What is required: Repeat every one of the entries below word for word, leaving nothing out and changing nothing.

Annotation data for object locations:

= = = = =

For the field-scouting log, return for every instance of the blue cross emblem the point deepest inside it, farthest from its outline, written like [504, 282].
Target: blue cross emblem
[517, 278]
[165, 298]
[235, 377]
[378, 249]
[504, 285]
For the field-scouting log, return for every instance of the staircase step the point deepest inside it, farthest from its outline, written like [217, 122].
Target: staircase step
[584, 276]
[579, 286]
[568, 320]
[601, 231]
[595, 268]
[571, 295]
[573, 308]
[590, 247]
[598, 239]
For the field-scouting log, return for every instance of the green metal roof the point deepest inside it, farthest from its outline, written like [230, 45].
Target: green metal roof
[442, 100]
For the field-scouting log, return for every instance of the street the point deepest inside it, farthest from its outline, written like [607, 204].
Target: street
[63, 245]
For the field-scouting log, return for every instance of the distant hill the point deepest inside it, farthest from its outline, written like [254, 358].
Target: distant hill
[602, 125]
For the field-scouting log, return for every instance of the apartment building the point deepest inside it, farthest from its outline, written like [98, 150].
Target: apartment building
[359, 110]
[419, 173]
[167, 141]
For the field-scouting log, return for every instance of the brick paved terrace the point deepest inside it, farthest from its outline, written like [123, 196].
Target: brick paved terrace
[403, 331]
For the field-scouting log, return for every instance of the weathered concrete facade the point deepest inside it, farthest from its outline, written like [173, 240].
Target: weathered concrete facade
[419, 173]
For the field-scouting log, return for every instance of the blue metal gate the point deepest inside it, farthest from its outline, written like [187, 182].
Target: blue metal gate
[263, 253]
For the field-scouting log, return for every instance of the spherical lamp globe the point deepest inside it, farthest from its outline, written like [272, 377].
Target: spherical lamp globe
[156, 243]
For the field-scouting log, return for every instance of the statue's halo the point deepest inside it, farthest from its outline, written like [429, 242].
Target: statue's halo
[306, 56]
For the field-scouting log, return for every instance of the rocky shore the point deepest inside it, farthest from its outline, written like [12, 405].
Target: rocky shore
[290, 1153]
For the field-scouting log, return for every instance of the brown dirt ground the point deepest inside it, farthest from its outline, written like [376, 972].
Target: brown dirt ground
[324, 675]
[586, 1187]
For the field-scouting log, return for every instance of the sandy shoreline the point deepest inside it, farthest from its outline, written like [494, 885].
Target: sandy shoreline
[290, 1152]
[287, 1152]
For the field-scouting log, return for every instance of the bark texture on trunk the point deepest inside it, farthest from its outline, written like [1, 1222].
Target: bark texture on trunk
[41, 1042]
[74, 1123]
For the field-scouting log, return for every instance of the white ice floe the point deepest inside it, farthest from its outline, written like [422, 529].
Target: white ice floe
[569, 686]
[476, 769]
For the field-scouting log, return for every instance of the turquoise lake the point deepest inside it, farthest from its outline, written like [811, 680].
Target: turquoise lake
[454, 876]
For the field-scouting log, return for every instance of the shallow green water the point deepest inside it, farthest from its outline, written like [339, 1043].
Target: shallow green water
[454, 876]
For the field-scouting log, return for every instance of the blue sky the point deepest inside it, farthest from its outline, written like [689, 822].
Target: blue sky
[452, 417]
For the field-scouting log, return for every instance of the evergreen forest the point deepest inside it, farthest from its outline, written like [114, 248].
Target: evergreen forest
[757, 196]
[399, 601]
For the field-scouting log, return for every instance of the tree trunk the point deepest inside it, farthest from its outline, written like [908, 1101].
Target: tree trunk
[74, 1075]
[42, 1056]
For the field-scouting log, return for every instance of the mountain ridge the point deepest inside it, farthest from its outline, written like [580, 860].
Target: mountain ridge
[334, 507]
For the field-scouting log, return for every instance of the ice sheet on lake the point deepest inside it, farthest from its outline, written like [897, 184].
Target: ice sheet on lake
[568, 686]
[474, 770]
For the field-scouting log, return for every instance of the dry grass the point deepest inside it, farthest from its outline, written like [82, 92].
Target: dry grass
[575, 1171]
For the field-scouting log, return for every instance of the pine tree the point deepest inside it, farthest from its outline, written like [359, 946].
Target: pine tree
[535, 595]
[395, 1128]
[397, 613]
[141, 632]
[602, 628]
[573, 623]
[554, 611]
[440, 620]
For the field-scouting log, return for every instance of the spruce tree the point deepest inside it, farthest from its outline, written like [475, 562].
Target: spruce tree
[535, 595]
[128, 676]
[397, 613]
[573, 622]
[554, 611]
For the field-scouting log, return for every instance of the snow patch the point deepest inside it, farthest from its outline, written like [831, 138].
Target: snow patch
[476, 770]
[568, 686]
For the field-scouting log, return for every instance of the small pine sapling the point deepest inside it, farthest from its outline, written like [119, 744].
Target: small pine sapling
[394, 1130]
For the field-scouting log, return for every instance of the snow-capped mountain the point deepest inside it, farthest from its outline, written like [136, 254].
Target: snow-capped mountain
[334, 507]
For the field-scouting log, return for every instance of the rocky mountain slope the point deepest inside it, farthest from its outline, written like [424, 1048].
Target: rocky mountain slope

= = = = =

Finished exercise:
For the field-scouting log, return for every instance of the blue cross emblem the point deepest inside it, farthest from its outline, written like [504, 282].
Target: blue cross emblem
[517, 278]
[165, 298]
[235, 377]
[378, 249]
[504, 285]
For the field-scouting log, return for every instance of the staircase step the point deepest inside it, farthest from its outline, written like [217, 122].
Target: staircase step
[584, 276]
[579, 286]
[568, 320]
[601, 231]
[595, 268]
[571, 295]
[573, 308]
[590, 247]
[598, 239]
For the field-scouting log, return for every instance of the green metal roof the point deepest inside it, farthest from its outline, written like [230, 45].
Target: green metal roof
[442, 100]
For the field-scouting log, return for every instance of the street the point deepest inside it, farthest from its outline, written like [607, 204].
Target: street
[63, 245]
For the field-scouting log, return for every instance of the distant hill the point deepest inside it, farthest from its outline, written like [254, 358].
Target: distant hill
[602, 125]
For the field-scouting log, return for every instance of the apartment building the point deepest inside it, farthest from its outline, written like [98, 150].
Target: apartment building
[359, 110]
[419, 173]
[167, 141]
For the field-scouting log, return for every instance of the brick paved terrace the point deepest inside it, farthest from its outline, written like [123, 196].
Target: brick paved terrace
[403, 331]
For the field-scouting log, return for every instance of the weathered concrete facade the point deepest inside it, farthest from its outline, written like [173, 240].
Target: weathered concrete facade
[419, 173]
For the field-scouting log, return for every instance of the blue metal gate the point deepest inside it, farthest from its outline, written like [187, 182].
Target: blue metal gate
[263, 253]
For the field-scouting log, return for every instance of the spherical lamp globe the point deepest inside it, farthest from its outline, written like [272, 377].
Target: spherical lamp globe
[156, 243]
For the field-scouting log, return for every instance of the statue's halo the point deepest inside it, farthest from its outline, written like [429, 242].
Target: statue's halo
[306, 56]
For the field-scouting log, return for every instance of the rocky shore the point deepest inside it, farthest from its outline, written like [12, 405].
Target: rocky shore
[290, 1153]
For the field-scouting log, return for every instance of the brown dirt ground the point deepest inside it, farthest from its outline, written like [376, 972].
Target: brown dirt ground
[324, 675]
[586, 1187]
For the field-scouting log, return for every instance of the sandy shoreline the point deepest inside it, farthest from its outline, written like [494, 885].
Target: sandy shoreline
[290, 1152]
[287, 1152]
For the field-scouting log, return for every instance of the bark texture on trunk the point deepest inside it, farthest from its outline, written like [1, 1222].
Target: bark texture on trunk
[41, 1042]
[74, 1123]
For the field-scouting log, return for every instance of the white ice floe the point deepest inside it, farthest from its outline, written like [422, 529].
Target: white ice floe
[569, 686]
[476, 769]
For the field-scouting log, return for every instance of the turquoise lake the point deepest inside it, farthest from its outline, written like [811, 680].
Target: turquoise lake
[454, 876]
For the field-scouting log, return for every instance of the shallow green water the point deepest inside it, farthest from its outline, written like [339, 1043].
Target: shallow green water
[454, 876]
For the field-scouting log, return for every instance of the blue sky the point deepest inside it, farthest from its outline, written like [689, 822].
Target: blue sky
[452, 417]
For the field-scouting log, return for every instance of the evergreen forest the point deepest inside it, farthest from its outline, written like [114, 248].
Target: evergreen forest
[757, 196]
[399, 601]
For the field-scouting log, return for every instance of the tree trunk the point deepest inside it, farthest from its outline, written like [908, 1101].
Target: tree trunk
[74, 1075]
[42, 1056]
For the field-scouting log, return for every instance of the mountain ridge the point deepest inside it, farthest from its outline, written like [580, 860].
Target: mountain ridge
[334, 507]
For the field-scouting log, return for every instance of the ice sheet on lake the point deepest inside it, farthest from its outline, written like [897, 184].
Target: ice sheet on lake
[568, 686]
[474, 770]
For the field-scouting log, return for every instance of the dry grass the point deepest inside it, farthest from its outline, written like [82, 92].
Target: dry grass
[575, 1171]
For the field-scouting log, return for every instance of the pine tree the point deepest inside it, farthest from its outline, written like [359, 946].
Target: pine tree
[535, 595]
[395, 1128]
[397, 613]
[141, 632]
[602, 628]
[573, 623]
[554, 611]
[440, 620]
For the field-scouting log, return for every instance of the spruce tree the point deepest inside it, farthest from its outline, written like [475, 562].
Target: spruce tree
[535, 595]
[128, 676]
[397, 613]
[573, 622]
[554, 611]
For the field-scouting log, return for every instance of the snow patch the point deepest inside it, farthest from its outline, written like [831, 138].
Target: snow patch
[476, 770]
[568, 686]
For the field-scouting log, return for every instance of the small pine sapling the point deepest inside it, farthest from its outline, written like [119, 744].
Target: small pine sapling
[394, 1130]
For the field-scouting log, return for every instance of the snow-capped mountain the point deepest inside it, farthest from its outline, written like [136, 254].
Target: snow-capped mountain
[334, 507]
For the field-scouting log, return for every instance of the rocky mountain slope the point deepest inside it, farthest from its outline, written like [424, 1048].
Target: rocky mountain slope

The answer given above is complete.